> _Brano fornito_
* * *

Abbiamo letto in questi giorni che la Procura di Ivrea ha aperto un fascicolo d’indagine sulla strage di operai avvenuta a Brandizzo.
Sono emerse gravi violazioni delle procedure di sicurezza e profili di responsabilità precisi – l’incidente poteva essere evitato, se solo fossero state rispettate le procedure minime di salvaguardia.
Non solo diciamo noi.
Abbiamo disperso in questi anni la cultura del lavoro che proprio ad Ivrea Adriano Olivetti aveva seminato già negli anni cinquanta dello scorso secolo.
Nel suo discorso ai lavoratori di Ivrea alla vigilia di Natale, 24 dicembre 1955, al «Salone dei 2000» ci tornano alla memoria quelle parole.
Talvolta, quando sosto brevemente la sera e dai miei uffici vedo le finestre illuminate degli operai che fanno il doppio turno alle tornerie automatiche, mi vien voglia di sostare, di andare a porgere un saluto pieno di riconoscenza a quei lavoratori attaccati a
quelle macchine. Tutta la mia vita e la mia opera testimoniano anche – io lo spero – la fedeltà a un ammonimento severo che mio Padre (Camillo Olivetti) quando incominciai il mio lavoro ebbe a farmi: «ricordati – mi disse – che la disoccupazione è la malattia mortale della società moderna; perciò ti affido una consegna: tu devi lottare con ogni mezzo affinché gli operai di questa fabbrica non abbiano da subire il tragico peso dell’ozio forzato, della miseria avvilente che si accompagna alla perdita del lavoro. Mi illudo perciò di non avere ignorato le vostre aspirazioni, i vostri desideri, i vostri bisogni. Poiché i vostri dolori, le vostre sofferenze, e i vostri timori e le vostre speranze sono da sempre le mie; per anni nella preghiera di ogni giorno non ho mai di certo pensato al mio pane quotidiano ma potevo rivolgere un pensiero appassionato perché mai il lavoro di cui il pane è il simbolo non vi venisse a mancare e che questa fabbrica fosse protetta e prima e durante e dopo il tempo di una terribile guerra, in una parola che la Provvidenza aiutasse un comune destino giacché Essa mi aveva assegnato un compito e una precisa responsabilità verso di voi. Ho sempre saputo, fin troppo bene, come errori e debolezze e manchevolezza avrebbero potuto ripercuotersi dolorosamente sopra tutti, come la mia forza e il mio sforzo erano fin troppo legati al vostro avvenire.
Ebbene oggi nessuno ha avuto il coraggio di pronunciare parole simili in questa circostanza drammatica.
Anche Adriano Olivetti è finito dentro l’oscurità di quel binario di morte.

* * *

Stampa la parte del brano su Brandizzo compresa tra "Abbiamo letto in" e "dello scorso secolo.", estremi inclusi, senza alcuna modifica. L'elenco non ha alcun legame con il brano.

* * *

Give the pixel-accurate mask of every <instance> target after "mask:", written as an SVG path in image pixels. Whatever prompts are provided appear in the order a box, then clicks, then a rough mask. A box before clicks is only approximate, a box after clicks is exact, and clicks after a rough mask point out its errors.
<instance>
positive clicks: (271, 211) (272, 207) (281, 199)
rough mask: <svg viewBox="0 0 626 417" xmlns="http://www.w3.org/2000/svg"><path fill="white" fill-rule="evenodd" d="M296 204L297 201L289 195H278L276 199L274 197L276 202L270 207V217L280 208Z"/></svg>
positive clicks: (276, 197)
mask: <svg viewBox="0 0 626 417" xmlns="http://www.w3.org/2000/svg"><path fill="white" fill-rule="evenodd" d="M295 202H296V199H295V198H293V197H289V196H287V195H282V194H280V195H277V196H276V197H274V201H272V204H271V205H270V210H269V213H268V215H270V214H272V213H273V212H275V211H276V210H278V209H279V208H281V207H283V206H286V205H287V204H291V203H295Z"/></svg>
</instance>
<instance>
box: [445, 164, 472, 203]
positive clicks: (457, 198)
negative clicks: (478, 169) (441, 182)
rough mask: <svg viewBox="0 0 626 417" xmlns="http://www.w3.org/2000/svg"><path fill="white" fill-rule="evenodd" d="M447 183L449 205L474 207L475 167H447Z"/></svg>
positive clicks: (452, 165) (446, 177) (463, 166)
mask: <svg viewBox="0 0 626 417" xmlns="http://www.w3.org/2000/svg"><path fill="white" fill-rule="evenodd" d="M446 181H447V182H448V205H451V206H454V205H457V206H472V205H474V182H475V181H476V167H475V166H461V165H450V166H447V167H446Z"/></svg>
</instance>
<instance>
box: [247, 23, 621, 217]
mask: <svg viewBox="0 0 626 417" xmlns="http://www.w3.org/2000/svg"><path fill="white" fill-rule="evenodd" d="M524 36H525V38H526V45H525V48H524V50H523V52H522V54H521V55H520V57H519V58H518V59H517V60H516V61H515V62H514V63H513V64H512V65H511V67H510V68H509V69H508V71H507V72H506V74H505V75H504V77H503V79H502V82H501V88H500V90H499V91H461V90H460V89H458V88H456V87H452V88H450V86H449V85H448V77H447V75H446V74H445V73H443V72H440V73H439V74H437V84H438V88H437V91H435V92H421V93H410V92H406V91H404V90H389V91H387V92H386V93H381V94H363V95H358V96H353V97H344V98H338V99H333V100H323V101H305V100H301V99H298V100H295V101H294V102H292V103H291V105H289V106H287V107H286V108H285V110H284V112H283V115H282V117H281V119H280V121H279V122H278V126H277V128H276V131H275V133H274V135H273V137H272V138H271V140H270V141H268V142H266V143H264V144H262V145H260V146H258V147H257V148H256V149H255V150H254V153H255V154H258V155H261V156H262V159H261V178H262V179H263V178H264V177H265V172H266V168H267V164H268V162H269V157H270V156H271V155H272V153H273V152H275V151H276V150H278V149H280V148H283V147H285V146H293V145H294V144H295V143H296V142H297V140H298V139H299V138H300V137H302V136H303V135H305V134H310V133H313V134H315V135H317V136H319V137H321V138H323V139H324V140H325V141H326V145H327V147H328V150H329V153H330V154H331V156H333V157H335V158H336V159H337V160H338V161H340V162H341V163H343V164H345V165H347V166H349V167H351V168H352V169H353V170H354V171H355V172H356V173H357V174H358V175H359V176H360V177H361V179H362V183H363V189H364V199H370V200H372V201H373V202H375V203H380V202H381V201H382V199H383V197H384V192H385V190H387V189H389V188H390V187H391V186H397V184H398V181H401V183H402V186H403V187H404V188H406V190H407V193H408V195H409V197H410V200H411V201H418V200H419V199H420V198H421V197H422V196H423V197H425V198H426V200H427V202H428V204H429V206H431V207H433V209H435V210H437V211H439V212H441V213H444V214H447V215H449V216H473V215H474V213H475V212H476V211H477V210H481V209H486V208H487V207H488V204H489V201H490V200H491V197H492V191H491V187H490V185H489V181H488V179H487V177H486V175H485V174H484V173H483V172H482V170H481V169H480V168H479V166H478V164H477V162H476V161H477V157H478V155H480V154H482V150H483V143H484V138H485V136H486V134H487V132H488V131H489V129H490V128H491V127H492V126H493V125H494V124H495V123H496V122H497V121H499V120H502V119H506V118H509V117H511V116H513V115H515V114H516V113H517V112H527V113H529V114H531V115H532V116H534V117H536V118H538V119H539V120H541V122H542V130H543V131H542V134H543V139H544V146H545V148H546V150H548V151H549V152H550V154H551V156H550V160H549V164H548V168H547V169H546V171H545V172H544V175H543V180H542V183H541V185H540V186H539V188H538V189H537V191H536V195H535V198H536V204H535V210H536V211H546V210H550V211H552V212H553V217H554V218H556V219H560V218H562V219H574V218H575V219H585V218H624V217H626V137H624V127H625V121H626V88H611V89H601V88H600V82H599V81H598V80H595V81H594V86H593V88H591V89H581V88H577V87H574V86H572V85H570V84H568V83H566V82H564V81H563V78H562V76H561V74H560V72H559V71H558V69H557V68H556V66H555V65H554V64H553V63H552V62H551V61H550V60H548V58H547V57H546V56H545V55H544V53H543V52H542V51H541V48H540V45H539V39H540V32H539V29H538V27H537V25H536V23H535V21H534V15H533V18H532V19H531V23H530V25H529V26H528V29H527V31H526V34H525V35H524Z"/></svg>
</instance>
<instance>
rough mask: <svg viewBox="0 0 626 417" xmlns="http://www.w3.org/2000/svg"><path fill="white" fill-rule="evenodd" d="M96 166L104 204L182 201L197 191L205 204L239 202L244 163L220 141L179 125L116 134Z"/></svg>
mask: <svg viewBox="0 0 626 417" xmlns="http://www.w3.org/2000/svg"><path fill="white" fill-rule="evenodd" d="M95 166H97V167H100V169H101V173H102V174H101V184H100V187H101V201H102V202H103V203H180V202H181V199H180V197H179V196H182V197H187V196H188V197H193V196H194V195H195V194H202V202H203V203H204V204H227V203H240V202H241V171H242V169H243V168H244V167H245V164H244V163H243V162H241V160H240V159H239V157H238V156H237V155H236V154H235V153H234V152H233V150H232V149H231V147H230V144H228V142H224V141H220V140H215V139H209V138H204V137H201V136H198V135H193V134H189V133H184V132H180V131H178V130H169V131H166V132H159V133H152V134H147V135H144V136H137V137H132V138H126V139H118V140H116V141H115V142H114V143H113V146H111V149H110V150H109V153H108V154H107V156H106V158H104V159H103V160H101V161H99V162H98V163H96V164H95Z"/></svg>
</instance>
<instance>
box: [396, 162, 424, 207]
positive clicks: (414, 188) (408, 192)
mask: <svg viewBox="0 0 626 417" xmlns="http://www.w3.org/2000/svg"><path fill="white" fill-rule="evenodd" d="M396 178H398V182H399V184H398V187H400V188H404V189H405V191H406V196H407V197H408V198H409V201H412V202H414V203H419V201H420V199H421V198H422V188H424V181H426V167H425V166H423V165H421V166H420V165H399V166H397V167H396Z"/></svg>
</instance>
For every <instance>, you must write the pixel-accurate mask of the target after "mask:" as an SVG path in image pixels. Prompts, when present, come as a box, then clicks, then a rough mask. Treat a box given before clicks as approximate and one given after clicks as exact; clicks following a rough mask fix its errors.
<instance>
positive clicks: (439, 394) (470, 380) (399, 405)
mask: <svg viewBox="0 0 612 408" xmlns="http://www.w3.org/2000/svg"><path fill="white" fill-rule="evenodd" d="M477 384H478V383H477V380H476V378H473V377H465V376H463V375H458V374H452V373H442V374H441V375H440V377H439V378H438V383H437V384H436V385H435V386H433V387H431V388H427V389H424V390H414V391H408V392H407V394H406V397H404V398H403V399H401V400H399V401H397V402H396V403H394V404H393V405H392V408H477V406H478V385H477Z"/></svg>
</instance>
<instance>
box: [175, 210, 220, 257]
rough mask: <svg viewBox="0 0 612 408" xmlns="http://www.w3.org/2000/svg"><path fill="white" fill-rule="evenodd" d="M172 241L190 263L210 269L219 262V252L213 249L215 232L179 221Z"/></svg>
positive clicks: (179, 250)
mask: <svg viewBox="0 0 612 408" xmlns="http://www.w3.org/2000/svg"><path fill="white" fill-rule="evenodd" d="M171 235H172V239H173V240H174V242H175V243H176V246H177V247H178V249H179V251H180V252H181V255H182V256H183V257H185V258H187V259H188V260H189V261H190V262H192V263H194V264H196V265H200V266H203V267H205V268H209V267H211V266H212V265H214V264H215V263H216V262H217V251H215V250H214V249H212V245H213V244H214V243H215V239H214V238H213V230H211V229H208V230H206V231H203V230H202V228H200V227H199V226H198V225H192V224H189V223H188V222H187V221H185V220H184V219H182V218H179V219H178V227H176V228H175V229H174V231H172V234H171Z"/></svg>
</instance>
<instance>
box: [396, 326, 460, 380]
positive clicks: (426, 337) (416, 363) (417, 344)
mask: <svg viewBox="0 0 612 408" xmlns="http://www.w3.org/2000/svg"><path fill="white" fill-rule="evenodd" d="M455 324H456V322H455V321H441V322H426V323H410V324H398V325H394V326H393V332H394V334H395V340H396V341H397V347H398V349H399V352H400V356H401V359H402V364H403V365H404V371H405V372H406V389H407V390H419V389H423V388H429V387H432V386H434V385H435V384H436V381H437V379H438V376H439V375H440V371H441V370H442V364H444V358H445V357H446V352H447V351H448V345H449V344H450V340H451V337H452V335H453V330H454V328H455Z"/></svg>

* * *

> _Compito svolto_
Abbiamo letto in questi giorni che la Procura di Ivrea ha aperto un fascicolo d’indagine sulla strage di operai avvenuta a Brandizzo.
Sono emerse gravi violazioni delle procedure di sicurezza e profili di responsabilità precisi – l’incidente poteva essere evitato, se solo fossero state rispettate le procedure minime di salvaguardia.
Non solo diciamo noi.
Abbiamo disperso in questi anni la cultura del lavoro che proprio ad Ivrea Adriano Olivetti aveva seminato già negli anni cinquanta dello scorso secolo.